# [PETIKAN BACAAN]

SISTEM PEMAKSAAN SEKUNDER PENEGAKKAN HUKUM DIKAITKAN
DENGAN KELAMBANAN PROSES PERADILAN
Menurut Alvin Toffler dalam bukunya Power Shift,
"pada setiap kehidupan masyarakat dijumpai “Sistem pemaksaan sekunder”
(secondary enforcement system) dalam penegakkan hukum. Sistem tersebut sering
dioperasikan pihak yang lebih kuat status sosial ekonominya kepada pihak yang
lemah".
Sistem Pemaksaan Sekunder
berupa tindakan upaya penegakkan hukum diluar jalur sistem “pemaksaan hukum
resmi dan formal (the formal official law – enforcement system)” melalui
kekuasaan kehakiman (badan peradilan). Dengan demikian operasional sistem
pemaksaan hukum sekunder berada di pinggir bahkan di luar jalur sistem
pemaksaan hukum resmi dan formal.
Hakekatnya, sistem pemaksaan hukum sekunder mengandung “pelanggaran
hukum” (against the law). Model demikian merupakan upaya dan
tindakan “main hakim sendiri (eigenrichting)” dalam ungkapan:
mendahulukan kekerasan secara paksa dan membelangkangkan hukum. Untuk mencapai
suatu pemenuhan kewajiban hukum oleh seseorang, sistem ini mempergunakan cara –
cara pemaksaan oleh orang upahan atau tukang pukul. Atau bisa juga menggunakan
tangan suatu instansi yang tidak berwenang untuk itu (without under the
authority of law). Sebagai contoh dalam film yang menceritakan pembayaran
hutang rentenir dengan kekerasan memaksa debitur menandatangani jual – beli
tanah milik debitur kepada kreditur dengan harga murah. Tayangan sinetron Siti
Nurbaya memperagakan sosok Datuk Maringgi merampas dan menghancurkan kekayaan
keluarga Siti Nurbaya melalui jalur sistem pemaksaan sekunder. Pelaku
pelaksananya, para jagoan yang diupah Datuk Maringgih. Begitu pula
apabila terdapat fakta dimana pihak kreditur meminjam kekuasaan
oknum Polisi atau oknum ABRI untuk menakuti debitur supaya segera membayar
hutang. Tengah malam tukang pukul mendatangi janda malang, agar besok pagi
mesti melunasi hutangnya yang berlipat ganda jumlahnya.
Sistem penegakkan hukum sekunder, tidak saja mewarnai
penyelesaian kasus sengketa bidang perdata. Penyelesaian kasus pidana juga bisa
dimasuki sistem PENEGAKKAN HUKUM SEKUNDER. Seorang yang merasa dihina
mengupah orang lain untuk menganiaya atau membunuhnya. Pekerja atau karyawan
yang dinilai majikannya sering melakukan tuntutan akan hak – hak mereka,
dibungkam dengan ancaman Pemutusan Hubungan Kerja (PHK), pekerja tersebut
didatangi KELOMPOK BAYARAN, dengan ancaman akan dihabisi nyawanya
apabila menuntut haknya terhadap majikannya. Dalam kultur sebagian
masyarakat Indonesia, dikenal “carok” di Madiun dan ‘siri” di
Sulawesi Selatan sebagai perwujudan sistem sekunder penegakkan hukum di bidang
pidana.

# [BAGIAN DATA]
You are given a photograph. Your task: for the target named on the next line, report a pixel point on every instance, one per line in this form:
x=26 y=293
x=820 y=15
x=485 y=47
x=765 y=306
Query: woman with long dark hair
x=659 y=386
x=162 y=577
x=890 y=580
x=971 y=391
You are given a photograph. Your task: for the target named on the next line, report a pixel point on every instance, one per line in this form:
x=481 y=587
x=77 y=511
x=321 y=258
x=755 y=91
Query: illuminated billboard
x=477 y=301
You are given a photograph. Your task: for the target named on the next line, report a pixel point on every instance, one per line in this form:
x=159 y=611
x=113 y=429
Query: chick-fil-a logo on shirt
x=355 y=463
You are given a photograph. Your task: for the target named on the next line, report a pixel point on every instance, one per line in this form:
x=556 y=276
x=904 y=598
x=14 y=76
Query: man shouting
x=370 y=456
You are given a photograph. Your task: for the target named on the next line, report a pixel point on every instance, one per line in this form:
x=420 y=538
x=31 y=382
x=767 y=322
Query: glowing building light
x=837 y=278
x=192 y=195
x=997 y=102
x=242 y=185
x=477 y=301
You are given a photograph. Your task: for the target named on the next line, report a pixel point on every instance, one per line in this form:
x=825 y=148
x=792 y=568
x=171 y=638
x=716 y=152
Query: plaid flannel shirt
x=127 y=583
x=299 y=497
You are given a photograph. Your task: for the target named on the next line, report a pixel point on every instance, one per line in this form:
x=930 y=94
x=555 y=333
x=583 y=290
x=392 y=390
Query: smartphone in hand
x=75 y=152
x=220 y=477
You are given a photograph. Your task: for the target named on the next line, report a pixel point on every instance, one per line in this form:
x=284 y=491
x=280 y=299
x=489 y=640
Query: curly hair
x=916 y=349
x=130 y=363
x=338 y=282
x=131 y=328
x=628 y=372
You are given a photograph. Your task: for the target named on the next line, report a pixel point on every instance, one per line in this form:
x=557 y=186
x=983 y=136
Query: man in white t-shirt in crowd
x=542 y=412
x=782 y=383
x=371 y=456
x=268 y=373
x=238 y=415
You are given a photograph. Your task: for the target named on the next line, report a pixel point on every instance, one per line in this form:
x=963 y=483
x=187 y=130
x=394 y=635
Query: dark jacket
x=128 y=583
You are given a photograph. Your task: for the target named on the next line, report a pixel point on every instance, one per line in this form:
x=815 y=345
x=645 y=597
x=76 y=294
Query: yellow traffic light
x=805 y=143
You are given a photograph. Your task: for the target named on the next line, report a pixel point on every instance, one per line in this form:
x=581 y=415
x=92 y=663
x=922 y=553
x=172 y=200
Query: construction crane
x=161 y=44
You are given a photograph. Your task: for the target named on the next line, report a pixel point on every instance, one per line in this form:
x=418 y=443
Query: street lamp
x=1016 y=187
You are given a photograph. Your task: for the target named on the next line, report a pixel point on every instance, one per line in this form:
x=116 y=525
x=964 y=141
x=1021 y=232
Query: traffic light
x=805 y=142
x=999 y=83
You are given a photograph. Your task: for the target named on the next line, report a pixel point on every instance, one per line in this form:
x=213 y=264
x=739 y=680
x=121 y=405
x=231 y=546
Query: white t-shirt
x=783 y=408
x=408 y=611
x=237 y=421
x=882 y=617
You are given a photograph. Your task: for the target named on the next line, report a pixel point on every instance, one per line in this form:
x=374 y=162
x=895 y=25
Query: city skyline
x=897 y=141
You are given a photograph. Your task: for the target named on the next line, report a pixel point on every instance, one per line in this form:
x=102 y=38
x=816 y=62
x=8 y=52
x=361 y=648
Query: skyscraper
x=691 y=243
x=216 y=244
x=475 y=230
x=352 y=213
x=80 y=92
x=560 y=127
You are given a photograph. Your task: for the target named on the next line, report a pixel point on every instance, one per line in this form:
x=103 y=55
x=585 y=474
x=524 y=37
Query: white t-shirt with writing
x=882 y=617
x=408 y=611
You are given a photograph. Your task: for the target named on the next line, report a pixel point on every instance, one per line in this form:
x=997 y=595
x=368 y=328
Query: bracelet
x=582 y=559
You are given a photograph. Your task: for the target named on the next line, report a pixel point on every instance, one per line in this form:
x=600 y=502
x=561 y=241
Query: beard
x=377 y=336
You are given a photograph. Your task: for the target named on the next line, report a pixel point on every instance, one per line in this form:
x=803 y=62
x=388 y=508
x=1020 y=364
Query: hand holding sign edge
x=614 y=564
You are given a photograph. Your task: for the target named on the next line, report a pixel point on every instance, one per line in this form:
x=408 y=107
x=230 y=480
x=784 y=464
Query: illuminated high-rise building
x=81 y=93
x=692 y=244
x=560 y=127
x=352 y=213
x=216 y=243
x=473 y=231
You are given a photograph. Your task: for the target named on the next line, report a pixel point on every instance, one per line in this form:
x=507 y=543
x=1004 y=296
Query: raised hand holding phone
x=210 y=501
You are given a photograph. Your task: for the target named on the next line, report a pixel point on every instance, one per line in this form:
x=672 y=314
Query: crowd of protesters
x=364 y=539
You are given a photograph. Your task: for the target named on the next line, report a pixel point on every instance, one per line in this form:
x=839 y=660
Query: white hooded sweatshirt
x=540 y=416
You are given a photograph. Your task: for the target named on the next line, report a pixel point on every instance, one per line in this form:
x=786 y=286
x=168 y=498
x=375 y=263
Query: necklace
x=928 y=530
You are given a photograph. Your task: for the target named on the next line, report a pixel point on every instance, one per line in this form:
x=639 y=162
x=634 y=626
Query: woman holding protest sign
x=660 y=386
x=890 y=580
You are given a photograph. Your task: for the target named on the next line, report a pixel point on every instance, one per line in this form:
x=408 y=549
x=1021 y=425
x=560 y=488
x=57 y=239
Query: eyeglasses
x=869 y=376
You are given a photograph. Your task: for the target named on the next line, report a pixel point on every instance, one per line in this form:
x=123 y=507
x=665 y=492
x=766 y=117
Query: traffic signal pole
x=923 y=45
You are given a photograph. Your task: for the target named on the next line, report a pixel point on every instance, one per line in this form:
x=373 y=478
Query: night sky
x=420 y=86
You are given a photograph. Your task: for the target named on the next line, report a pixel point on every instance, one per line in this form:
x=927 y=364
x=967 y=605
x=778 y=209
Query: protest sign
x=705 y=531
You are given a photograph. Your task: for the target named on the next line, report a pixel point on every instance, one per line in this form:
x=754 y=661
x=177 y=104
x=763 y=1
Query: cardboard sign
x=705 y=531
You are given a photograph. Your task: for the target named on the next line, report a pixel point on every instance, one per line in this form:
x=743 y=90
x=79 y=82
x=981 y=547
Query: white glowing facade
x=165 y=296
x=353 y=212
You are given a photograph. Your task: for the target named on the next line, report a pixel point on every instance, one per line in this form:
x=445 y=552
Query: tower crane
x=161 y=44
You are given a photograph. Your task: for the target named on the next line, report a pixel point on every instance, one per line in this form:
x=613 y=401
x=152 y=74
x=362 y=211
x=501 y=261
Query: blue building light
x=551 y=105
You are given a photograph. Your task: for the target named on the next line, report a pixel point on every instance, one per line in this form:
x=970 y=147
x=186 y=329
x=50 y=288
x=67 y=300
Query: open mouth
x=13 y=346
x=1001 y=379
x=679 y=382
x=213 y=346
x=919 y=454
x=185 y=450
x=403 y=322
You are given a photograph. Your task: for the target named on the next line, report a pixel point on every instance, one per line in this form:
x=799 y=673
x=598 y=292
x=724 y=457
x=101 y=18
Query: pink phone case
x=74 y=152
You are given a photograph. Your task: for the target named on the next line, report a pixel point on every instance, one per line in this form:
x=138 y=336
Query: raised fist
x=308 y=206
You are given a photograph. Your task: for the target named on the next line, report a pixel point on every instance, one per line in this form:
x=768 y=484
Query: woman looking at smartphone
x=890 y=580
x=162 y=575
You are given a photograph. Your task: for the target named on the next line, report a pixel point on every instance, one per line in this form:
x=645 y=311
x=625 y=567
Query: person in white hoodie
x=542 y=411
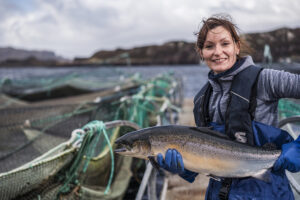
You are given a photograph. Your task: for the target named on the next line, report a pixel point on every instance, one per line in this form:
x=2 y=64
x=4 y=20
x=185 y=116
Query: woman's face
x=219 y=50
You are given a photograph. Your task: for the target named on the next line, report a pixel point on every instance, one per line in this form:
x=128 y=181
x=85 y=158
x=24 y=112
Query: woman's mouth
x=219 y=60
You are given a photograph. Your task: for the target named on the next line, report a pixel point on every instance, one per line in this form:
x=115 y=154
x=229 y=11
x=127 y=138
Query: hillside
x=284 y=43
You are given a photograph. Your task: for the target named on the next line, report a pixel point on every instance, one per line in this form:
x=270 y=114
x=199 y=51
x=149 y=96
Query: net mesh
x=35 y=152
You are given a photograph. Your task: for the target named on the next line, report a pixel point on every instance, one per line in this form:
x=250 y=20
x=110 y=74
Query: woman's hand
x=289 y=158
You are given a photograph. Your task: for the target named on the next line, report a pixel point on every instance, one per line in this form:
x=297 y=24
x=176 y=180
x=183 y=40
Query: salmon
x=203 y=150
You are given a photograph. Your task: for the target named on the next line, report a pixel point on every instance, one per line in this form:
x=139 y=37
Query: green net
x=38 y=160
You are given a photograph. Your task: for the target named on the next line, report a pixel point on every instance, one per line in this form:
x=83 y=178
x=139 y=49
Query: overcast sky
x=81 y=27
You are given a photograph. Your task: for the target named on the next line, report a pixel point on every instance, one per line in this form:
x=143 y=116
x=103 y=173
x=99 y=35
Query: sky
x=79 y=28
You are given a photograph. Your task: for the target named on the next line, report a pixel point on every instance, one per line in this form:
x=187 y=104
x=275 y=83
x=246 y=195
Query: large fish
x=203 y=150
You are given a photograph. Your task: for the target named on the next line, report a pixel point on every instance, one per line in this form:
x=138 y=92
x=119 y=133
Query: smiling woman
x=240 y=100
x=220 y=50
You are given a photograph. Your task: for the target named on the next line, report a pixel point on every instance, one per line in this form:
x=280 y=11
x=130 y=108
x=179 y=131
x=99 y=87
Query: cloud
x=81 y=27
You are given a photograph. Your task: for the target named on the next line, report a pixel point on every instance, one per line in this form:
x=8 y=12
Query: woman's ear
x=238 y=45
x=201 y=54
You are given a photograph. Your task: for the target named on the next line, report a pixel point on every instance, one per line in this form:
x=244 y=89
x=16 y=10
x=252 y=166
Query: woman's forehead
x=218 y=33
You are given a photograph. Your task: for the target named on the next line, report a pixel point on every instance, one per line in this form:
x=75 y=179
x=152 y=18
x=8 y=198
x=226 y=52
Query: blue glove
x=173 y=163
x=289 y=158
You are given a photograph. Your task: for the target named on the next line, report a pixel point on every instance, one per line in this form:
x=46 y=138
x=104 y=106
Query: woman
x=240 y=100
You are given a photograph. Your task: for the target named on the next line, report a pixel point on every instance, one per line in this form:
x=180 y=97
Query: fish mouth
x=120 y=150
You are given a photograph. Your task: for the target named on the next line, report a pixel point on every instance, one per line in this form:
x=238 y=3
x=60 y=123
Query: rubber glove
x=173 y=163
x=290 y=157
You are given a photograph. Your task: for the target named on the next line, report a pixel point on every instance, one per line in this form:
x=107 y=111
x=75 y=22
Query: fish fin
x=153 y=162
x=265 y=176
x=209 y=131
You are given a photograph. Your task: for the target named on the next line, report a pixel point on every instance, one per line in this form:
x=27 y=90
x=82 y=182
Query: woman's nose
x=218 y=50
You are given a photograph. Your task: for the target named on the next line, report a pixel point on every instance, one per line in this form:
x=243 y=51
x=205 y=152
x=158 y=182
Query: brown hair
x=226 y=22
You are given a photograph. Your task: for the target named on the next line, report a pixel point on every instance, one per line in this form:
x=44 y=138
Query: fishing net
x=40 y=160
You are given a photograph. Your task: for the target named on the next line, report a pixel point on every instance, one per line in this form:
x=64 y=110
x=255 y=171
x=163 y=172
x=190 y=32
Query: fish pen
x=59 y=145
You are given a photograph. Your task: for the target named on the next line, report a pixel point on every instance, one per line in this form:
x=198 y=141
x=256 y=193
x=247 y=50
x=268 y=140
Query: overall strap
x=201 y=103
x=242 y=103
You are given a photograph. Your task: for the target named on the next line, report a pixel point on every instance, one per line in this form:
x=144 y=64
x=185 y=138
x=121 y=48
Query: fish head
x=134 y=148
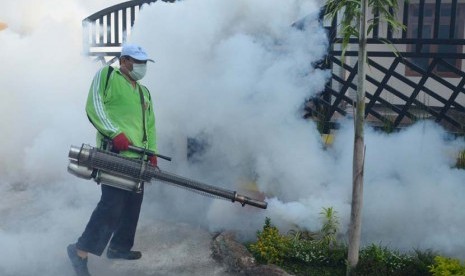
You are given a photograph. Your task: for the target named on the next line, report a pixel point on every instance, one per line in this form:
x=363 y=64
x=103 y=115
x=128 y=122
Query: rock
x=238 y=259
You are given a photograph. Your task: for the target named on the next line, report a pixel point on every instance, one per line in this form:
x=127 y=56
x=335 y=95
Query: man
x=122 y=112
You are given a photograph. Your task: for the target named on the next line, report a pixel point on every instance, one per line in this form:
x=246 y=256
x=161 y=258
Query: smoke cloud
x=231 y=76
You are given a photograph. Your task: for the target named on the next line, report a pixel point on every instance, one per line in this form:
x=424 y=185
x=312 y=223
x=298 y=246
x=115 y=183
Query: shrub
x=444 y=266
x=271 y=246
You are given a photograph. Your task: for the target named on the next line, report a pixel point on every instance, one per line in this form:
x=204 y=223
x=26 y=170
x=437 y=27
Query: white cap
x=136 y=52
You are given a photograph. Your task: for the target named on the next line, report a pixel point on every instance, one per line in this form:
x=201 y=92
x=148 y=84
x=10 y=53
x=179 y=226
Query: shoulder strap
x=142 y=103
x=110 y=70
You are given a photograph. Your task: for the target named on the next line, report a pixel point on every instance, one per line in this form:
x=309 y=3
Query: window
x=427 y=32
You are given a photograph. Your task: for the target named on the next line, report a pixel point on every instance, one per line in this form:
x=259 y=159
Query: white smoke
x=234 y=75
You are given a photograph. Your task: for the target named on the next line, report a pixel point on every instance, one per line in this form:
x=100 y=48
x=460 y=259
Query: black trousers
x=116 y=214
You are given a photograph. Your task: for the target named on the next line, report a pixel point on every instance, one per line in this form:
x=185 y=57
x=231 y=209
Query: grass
x=302 y=252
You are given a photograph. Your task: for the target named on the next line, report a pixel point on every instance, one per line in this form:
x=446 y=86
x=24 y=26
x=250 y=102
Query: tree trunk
x=359 y=149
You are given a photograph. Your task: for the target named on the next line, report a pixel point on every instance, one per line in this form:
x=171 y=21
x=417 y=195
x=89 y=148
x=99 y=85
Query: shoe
x=127 y=255
x=79 y=264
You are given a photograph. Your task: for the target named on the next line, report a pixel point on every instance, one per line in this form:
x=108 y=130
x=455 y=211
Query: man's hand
x=121 y=142
x=153 y=160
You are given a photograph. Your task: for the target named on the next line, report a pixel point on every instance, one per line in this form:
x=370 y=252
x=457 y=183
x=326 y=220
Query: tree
x=354 y=23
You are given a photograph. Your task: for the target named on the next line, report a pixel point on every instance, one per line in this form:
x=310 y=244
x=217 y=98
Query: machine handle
x=148 y=152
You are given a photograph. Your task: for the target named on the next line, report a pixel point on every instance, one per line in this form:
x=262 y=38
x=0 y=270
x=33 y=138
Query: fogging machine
x=129 y=174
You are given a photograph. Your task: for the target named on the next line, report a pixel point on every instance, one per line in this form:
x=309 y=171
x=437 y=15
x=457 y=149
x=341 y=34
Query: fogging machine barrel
x=112 y=169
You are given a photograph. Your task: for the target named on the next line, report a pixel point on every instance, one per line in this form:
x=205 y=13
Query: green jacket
x=118 y=109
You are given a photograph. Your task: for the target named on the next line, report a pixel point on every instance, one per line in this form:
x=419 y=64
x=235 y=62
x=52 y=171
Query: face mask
x=138 y=71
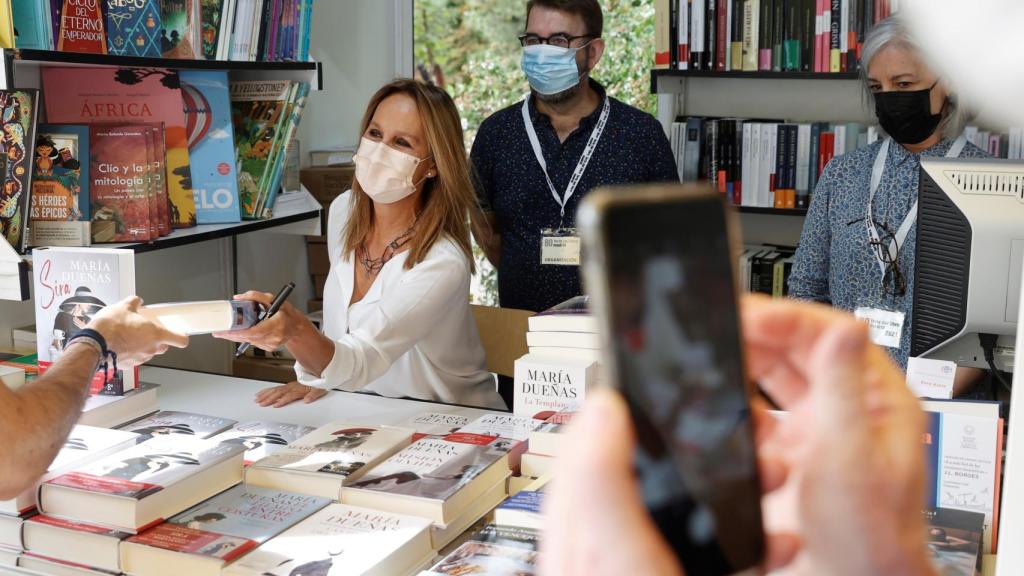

# [PERINTAH]
Tulis ulang persis sama bagian dari bacaan tentang sistem pemaksaan sekunder, mulai dari kata-kata yang berisi "(secondary enforcement system)" dan berhenti sesudah "resmi dan formal.". Entri di atas sama sekali tidak dipakai di sini.

# [HASILNYA DI BAWAH]
(secondary enforcement system) dalam penegakkan hukum. Sistem tersebut sering
dioperasikan pihak yang lebih kuat status sosial ekonominya kepada pihak yang
lemah".
Sistem Pemaksaan Sekunder
berupa tindakan upaya penegakkan hukum diluar jalur sistem “pemaksaan hukum
resmi dan formal (the formal official law – enforcement system)” melalui
kekuasaan kehakiman (badan peradilan). Dengan demikian operasional sistem
pemaksaan hukum sekunder berada di pinggir bahkan di luar jalur sistem
pemaksaan hukum resmi dan formal.